Instructions
**a.** For each of these statements, say whether it agrees with the blog post on following up with leads. Answer yes or no and quote the words from the post that decide it. (i) Text messages get a higher response rate than cold calls. (ii) The second follow-up attempt has a 30% response rate. (iii) Texts that included a photo from a similar completed project got a 22% response rate.
**b.** According to the blog post on following up with leads, for how long did the contractor on r/sweatystartup track his follow-up messages?

Selected passage
-- -- --

Back to Blog

How to Follow Up with Leads Without Being Pushy

Pipeline Research Team
Blog

Key Takeaways

  • 80% of sales require 5+ follow-up contacts, yet 44% of salespeople give up after one attempt
  • Text messages have a 45% response rate compared to 6% for email and 12% for cold calls
  • Follow-ups that add value get 3x higher response rates than 'just checking in' messages
  • Contractors who follow up 5+ times close 25% more estimates than those who stop at 2

80% of sales require at least five follow-up contacts before the prospect says yes. Yet 44% of salespeople give up after a single attempt, and another 22% quit after two. That gap between what works and what most contractors actually do is where tens of thousands of dollars in annual revenue disappear.

You already spent the money to generate the lead. You already drove to the house, walked the job, and wrote the estimate. Stopping follow-up after one “just checking in” text is the most expensive habit in home services.

But there’s a line between persistent and annoying. Cross it, and you lose the job and the referral. Stay too far from it, and you lose the job to a competitor who followed up one more time than you did.

Why most follow-up fails

The average contractor sends some version of this message: “Hey, just checking in to see if you had any questions about the estimate.”

That message does nothing. It adds no value. It puts the burden on the homeowner to come up with a reason to respond. And it sounds exactly like the message every other contractor sends.

Follow-ups that provide new information get 3x higher response rates than generic check-ins. Every touchpoint needs a reason to exist beyond “I want your money.”

A contractor on r/sweatystartup tracked his follow-up messages for 3 months and found that “just checking in” texts got a 4% response rate while texts that included a photo from a similar completed project got a 22% response rate. Same leads. Same timing. The only difference was whether the message gave the homeowner something new to look at.

The homeowner who got three estimates isn’t ignoring you because they forgot. They’re comparing options, waiting on financing, checking with a spouse, or simply procrastinating on a decision that costs thousands of dollars. Your follow-up needs to address one of those actual reasons for delay.

The right number of follow-ups

Research across industries shows a clear pattern in response rates by attempt number.

Follow-up attempt 1: 30% response rate. This is the contact right after the estimate, typically same day or next morning.

Follow-up attempt 2: 21% response rate. Most contractors stop here.

Follow-up attempt 3: 14% response rate. You’re now ahead of 70% of competitors who already gave up.

-- -- --

Supplied material

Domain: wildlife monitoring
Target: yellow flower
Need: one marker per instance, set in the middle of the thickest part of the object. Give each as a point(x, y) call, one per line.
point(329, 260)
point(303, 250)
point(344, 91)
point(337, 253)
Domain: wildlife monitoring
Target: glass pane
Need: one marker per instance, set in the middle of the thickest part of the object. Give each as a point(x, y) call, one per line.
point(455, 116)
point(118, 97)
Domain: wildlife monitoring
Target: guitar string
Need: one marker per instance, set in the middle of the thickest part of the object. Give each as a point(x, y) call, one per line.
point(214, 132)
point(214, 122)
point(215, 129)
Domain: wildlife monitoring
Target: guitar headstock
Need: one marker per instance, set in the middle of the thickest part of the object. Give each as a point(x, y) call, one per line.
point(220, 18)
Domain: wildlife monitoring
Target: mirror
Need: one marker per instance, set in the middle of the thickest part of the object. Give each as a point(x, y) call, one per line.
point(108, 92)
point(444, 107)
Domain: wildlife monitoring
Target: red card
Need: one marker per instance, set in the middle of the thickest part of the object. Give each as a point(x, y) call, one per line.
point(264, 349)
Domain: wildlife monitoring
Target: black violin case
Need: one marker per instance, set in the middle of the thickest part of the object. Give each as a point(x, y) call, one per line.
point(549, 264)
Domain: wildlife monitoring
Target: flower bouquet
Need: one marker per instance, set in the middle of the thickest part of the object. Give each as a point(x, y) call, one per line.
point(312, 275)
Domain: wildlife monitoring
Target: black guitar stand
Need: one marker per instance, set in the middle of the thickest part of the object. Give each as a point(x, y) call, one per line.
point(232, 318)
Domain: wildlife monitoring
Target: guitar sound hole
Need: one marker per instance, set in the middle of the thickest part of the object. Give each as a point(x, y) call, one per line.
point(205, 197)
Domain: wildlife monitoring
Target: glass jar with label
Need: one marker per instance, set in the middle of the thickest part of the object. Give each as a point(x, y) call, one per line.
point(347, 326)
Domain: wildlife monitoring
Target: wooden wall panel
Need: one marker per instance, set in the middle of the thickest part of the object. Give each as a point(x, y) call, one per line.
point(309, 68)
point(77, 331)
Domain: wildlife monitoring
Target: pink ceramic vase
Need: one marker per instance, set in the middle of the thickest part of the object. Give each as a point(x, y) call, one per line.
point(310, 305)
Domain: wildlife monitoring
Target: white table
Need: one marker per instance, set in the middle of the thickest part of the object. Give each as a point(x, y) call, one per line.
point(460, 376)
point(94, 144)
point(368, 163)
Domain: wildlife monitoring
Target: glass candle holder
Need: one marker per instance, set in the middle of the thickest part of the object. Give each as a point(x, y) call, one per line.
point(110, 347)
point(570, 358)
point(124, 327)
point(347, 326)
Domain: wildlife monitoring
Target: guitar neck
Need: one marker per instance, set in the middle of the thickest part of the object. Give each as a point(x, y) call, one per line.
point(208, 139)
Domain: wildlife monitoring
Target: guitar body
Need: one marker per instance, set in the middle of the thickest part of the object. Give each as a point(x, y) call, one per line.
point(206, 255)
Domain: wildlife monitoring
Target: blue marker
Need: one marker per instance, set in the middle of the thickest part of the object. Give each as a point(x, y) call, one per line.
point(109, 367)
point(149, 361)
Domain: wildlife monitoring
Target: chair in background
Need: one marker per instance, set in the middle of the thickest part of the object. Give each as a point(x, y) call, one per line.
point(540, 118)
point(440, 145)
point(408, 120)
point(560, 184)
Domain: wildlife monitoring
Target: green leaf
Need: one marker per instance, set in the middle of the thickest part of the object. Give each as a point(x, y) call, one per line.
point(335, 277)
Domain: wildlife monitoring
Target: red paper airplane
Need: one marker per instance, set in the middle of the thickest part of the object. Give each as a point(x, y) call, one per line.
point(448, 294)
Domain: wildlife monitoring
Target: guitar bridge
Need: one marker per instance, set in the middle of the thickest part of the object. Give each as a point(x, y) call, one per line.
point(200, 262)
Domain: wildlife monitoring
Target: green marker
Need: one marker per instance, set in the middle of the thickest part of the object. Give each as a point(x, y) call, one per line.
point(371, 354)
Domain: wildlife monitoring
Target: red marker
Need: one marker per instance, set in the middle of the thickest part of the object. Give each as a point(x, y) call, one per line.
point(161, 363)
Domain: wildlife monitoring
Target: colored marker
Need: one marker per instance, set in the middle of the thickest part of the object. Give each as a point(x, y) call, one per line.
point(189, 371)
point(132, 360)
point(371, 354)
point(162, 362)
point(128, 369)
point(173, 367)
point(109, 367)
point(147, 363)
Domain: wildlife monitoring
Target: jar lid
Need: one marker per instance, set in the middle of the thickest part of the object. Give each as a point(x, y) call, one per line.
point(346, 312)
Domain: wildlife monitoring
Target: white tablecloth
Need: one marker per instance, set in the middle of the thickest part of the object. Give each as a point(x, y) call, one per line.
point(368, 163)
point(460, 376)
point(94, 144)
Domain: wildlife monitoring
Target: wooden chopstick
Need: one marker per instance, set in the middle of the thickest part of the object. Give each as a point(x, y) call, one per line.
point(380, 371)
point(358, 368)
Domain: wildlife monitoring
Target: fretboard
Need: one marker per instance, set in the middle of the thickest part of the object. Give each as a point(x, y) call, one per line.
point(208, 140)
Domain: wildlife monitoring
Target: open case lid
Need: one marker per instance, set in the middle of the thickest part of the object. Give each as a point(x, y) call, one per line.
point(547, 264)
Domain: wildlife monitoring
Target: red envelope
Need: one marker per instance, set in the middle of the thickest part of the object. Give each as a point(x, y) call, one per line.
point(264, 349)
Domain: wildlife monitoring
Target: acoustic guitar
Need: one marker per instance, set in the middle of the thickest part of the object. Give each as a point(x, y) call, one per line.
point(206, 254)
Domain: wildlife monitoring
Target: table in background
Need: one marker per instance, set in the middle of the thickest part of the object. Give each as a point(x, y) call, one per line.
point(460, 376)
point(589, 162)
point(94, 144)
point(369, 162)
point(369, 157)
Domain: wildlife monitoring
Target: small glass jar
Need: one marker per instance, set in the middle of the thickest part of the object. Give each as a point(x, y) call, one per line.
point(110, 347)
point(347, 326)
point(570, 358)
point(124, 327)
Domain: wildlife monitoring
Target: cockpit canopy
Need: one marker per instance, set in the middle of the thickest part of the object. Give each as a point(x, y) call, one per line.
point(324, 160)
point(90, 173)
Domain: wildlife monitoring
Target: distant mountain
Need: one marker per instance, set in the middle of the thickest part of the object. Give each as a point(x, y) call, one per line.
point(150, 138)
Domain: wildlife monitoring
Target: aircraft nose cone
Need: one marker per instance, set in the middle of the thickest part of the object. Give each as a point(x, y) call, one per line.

-- -- --

Answers provided
**a.**
(i) Yes: "Text messages have a 45% response rate compared to 6% for email and 12% for cold calls"
(ii) No: "Follow-up attempt 2: 21% response rate."
(iii) Yes: "texts that included a photo from a similar completed project got a 22% response rate"

**b.** He tracked them for 3 months.